ITEMS ->
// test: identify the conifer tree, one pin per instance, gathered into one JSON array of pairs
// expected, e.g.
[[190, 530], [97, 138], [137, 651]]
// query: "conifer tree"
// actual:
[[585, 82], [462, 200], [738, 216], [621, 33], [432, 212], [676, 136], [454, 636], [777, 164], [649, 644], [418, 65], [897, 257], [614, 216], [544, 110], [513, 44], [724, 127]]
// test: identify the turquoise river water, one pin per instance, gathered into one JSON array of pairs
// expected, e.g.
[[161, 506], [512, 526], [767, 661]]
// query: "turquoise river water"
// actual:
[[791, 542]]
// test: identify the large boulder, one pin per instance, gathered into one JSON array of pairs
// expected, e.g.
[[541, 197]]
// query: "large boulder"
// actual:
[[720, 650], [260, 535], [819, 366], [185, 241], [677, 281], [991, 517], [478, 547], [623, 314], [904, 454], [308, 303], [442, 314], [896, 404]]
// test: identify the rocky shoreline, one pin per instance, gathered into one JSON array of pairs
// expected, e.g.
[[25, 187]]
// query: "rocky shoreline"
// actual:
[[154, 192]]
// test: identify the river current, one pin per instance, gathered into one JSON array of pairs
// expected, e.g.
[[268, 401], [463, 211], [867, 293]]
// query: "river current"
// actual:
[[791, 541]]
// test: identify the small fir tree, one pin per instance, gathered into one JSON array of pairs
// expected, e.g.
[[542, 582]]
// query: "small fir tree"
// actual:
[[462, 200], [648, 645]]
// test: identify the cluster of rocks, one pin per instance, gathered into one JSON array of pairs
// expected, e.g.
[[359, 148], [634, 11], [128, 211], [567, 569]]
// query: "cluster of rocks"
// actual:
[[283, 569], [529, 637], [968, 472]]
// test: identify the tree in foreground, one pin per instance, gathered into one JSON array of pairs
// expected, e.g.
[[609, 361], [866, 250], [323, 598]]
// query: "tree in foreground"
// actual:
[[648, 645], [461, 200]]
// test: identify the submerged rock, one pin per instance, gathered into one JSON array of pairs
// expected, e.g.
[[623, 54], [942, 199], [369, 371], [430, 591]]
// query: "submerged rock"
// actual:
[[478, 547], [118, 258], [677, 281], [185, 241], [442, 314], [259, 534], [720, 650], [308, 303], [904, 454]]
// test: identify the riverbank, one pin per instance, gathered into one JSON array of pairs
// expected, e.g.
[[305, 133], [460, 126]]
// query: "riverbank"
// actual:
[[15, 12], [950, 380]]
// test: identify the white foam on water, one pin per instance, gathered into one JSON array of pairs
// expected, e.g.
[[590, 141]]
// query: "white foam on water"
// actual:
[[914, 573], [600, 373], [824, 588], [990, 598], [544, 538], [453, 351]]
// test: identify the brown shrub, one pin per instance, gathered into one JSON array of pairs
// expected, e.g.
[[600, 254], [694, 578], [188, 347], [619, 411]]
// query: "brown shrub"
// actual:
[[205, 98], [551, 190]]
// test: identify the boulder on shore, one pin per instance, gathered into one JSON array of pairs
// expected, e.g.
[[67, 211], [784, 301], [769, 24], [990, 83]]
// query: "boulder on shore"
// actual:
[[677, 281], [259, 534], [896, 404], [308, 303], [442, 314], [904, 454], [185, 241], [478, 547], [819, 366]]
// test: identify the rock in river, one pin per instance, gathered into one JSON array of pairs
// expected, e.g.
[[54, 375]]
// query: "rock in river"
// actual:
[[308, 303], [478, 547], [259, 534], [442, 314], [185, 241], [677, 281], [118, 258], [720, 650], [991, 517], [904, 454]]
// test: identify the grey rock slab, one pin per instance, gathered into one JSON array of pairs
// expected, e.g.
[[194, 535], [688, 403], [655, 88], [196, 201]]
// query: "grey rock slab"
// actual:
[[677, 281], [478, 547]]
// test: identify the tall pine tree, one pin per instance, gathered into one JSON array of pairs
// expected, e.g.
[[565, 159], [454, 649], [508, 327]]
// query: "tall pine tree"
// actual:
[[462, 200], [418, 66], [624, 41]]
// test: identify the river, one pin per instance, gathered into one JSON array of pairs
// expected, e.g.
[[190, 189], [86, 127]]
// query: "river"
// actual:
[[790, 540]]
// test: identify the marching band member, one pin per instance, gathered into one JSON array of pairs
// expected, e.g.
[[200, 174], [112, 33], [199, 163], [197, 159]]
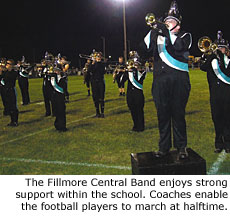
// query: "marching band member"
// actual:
[[135, 96], [65, 67], [23, 81], [118, 74], [8, 78], [171, 84], [47, 88], [87, 75], [2, 86], [218, 74], [58, 83], [98, 84]]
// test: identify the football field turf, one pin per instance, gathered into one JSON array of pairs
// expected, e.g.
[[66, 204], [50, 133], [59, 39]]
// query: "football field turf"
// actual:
[[95, 145]]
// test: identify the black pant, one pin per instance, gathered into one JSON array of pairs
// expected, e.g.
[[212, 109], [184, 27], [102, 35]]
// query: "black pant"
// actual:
[[98, 93], [47, 94], [119, 83], [60, 113], [11, 101], [135, 101], [170, 93], [24, 87], [220, 109], [4, 101]]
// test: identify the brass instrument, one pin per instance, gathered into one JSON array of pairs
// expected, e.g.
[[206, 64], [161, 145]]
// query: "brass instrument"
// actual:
[[151, 20], [206, 45], [130, 64], [92, 56]]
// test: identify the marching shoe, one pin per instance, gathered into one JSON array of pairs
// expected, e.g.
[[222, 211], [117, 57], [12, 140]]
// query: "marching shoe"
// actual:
[[13, 124], [160, 154], [218, 150]]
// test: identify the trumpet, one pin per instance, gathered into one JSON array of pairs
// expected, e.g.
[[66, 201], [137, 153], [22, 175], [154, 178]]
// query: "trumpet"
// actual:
[[151, 20], [206, 45]]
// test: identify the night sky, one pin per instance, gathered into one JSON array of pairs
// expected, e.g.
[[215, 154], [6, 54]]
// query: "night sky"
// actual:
[[31, 27]]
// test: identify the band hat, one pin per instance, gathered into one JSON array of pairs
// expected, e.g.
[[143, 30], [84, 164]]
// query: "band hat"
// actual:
[[220, 41], [173, 13]]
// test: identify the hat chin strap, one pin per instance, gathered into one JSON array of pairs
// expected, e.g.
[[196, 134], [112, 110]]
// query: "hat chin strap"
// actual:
[[174, 27]]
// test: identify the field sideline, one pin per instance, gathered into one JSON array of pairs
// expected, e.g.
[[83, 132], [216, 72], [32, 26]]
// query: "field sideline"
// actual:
[[99, 146]]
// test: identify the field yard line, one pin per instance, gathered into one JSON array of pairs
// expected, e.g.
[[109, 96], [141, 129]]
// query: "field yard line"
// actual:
[[65, 163], [216, 166], [50, 128]]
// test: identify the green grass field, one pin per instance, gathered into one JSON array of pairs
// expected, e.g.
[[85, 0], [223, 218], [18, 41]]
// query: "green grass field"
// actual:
[[99, 146]]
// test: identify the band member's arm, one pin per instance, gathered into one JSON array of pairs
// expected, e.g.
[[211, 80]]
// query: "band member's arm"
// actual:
[[206, 62]]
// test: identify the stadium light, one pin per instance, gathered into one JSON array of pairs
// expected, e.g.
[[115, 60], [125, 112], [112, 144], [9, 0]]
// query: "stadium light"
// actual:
[[124, 24]]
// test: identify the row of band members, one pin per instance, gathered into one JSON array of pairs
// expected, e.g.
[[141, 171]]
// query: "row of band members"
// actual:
[[54, 89], [171, 85]]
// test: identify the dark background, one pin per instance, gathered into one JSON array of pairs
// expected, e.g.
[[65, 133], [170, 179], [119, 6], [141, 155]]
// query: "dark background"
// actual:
[[31, 27]]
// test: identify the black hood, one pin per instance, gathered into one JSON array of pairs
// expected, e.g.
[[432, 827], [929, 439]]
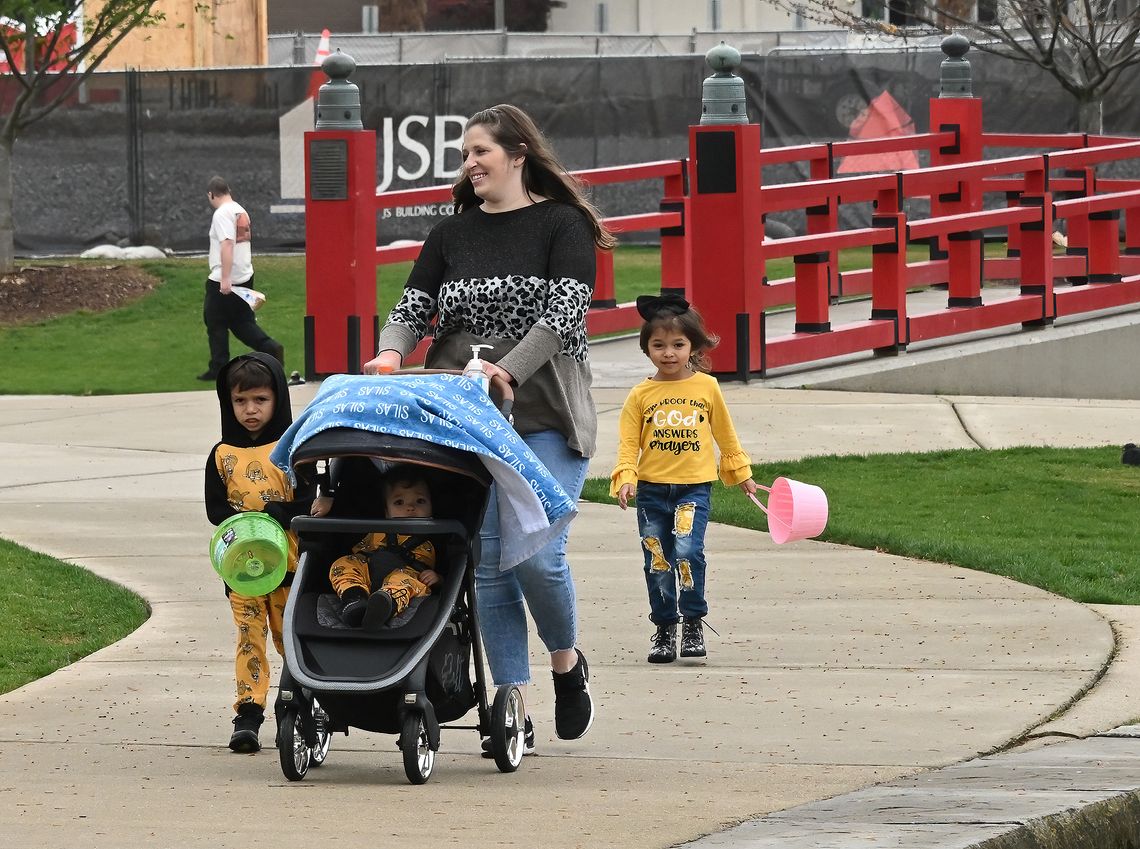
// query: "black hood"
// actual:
[[233, 432]]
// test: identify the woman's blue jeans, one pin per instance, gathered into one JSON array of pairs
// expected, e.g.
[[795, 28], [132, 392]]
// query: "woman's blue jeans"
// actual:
[[544, 580], [672, 519]]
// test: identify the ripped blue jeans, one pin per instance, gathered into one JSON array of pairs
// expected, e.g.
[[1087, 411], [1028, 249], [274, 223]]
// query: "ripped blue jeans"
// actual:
[[672, 519]]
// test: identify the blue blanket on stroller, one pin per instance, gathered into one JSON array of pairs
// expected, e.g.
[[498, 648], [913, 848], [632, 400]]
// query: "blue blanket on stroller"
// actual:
[[448, 410]]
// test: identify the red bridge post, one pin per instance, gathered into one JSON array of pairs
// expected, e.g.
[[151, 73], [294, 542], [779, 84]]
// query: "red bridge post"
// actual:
[[340, 229], [955, 109], [724, 223]]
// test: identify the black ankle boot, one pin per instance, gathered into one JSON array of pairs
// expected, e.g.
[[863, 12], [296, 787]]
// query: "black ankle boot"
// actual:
[[692, 638], [665, 644]]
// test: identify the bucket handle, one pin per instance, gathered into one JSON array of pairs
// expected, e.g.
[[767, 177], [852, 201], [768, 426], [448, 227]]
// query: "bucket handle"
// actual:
[[760, 505]]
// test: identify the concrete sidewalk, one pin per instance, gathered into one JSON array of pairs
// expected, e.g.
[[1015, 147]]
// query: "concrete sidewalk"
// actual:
[[845, 703]]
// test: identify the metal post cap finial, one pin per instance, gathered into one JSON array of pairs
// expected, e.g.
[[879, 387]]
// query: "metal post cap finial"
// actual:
[[955, 46], [955, 76], [339, 100], [338, 65], [723, 58], [723, 99]]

YOUR TASK -> Reproduce, word for word, the material from its first line through the line containing "44], [724, 127]]", with both of those lines included.

WRITTEN ANSWER ->
// test: identify the conifer tree, one pin per instance, gathered into one JSON array of pairs
// expected, e.g.
[[190, 530], [97, 138], [137, 651]]
// query: "conifer tree"
// actual:
[[585, 82], [462, 200], [738, 216], [621, 33], [432, 212], [676, 136], [454, 636], [777, 164], [649, 644], [418, 65], [897, 257], [614, 216], [544, 110], [513, 44], [724, 127]]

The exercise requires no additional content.